While Magna Carta is linked in the popular mind to June 15, 1215 when King John agreed to the Articles of the Barons in the meadow at Runnymede, numerous versions were made in the 13th century (most of them based on a revised charter of 1225). With each king who succeeded John, the document was modified, ratified and reissued. Numerous copies were made each time it was issued: in the case of the 1215 copy, that meant one for the royal archives, one for the Cinque Ports, and one for each of the 40 counties of the time. Four of these survive: two in the British Library, and one each at Lincoln and Salisbury Cathedrals.

The copy owned by Sotheby's vendor (The Perot Foundation) is dated October 12, 1297, when Edward I's Parliament reissued Magna Carta for the final time.

In September 1984 Ross Perot, the Texan billionaire who twice ran for President in the 1990s, bought it for $1.5m from descendents of James Thomas Brudenell, the Earl of Cardigan who led the Charge of the Light Brigade during the Crimean War. Originally intended for the shire of Buckingham, it was documented in the possession of the Brudenell family of Deene Park, Northamptonshire since the late 14th or early 15th centuries. It is not known how the document came into the possession of the Brudenell family, but it was probably through one of two family members who were distinguished lawyers.

Together with another 1297 Magna Carta in the National Library of Australia (purchased by the Australian government for £12,500 in 1952) this is one of only two copies of Magna Carta outside England.

The document is estimated to sell for $20m-30m with the proceeds benefiting the charitable activities of The Perot Foundation.

▶ **Prompt**
Name every individual person mentioned in the Magna Carta passage above.

▶ **Data section**
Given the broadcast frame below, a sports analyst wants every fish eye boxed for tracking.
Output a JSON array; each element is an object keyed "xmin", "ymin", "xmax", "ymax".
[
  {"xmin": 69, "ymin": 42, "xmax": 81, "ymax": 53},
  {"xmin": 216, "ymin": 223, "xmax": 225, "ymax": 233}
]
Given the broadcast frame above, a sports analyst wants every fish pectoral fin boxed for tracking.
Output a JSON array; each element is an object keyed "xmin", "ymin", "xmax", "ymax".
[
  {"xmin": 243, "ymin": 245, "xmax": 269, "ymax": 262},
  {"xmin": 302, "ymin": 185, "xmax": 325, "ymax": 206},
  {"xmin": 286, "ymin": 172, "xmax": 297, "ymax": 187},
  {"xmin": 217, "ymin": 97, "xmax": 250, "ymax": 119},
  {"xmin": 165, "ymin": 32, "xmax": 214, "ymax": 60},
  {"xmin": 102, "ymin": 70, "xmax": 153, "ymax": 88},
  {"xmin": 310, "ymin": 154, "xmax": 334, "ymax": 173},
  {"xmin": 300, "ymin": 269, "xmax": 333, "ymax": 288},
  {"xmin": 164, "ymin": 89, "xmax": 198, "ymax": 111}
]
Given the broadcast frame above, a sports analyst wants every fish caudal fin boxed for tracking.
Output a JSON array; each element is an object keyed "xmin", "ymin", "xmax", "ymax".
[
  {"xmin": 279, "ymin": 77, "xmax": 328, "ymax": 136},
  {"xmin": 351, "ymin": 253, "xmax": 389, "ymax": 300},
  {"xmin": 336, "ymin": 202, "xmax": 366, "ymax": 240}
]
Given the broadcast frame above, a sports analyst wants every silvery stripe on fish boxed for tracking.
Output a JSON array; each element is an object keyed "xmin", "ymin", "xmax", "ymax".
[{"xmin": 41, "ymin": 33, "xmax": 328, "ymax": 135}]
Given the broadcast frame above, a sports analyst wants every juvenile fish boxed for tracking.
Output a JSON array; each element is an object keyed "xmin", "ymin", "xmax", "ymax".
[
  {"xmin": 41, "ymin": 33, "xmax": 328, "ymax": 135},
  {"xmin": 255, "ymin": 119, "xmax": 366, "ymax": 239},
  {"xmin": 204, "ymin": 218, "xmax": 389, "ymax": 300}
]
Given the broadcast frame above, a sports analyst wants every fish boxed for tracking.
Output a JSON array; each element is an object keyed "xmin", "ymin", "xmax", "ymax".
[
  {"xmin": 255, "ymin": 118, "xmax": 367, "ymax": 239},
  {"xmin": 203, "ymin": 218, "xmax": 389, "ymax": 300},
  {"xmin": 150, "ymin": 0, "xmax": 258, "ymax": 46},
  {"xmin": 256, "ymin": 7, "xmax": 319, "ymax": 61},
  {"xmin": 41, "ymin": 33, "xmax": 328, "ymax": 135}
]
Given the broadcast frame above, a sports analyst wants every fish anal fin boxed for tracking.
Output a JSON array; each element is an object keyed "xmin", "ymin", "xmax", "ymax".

▶ **Exercise output**
King John, Edward I, Ross Perot, James Thomas Brudenell (the Earl of Cardigan)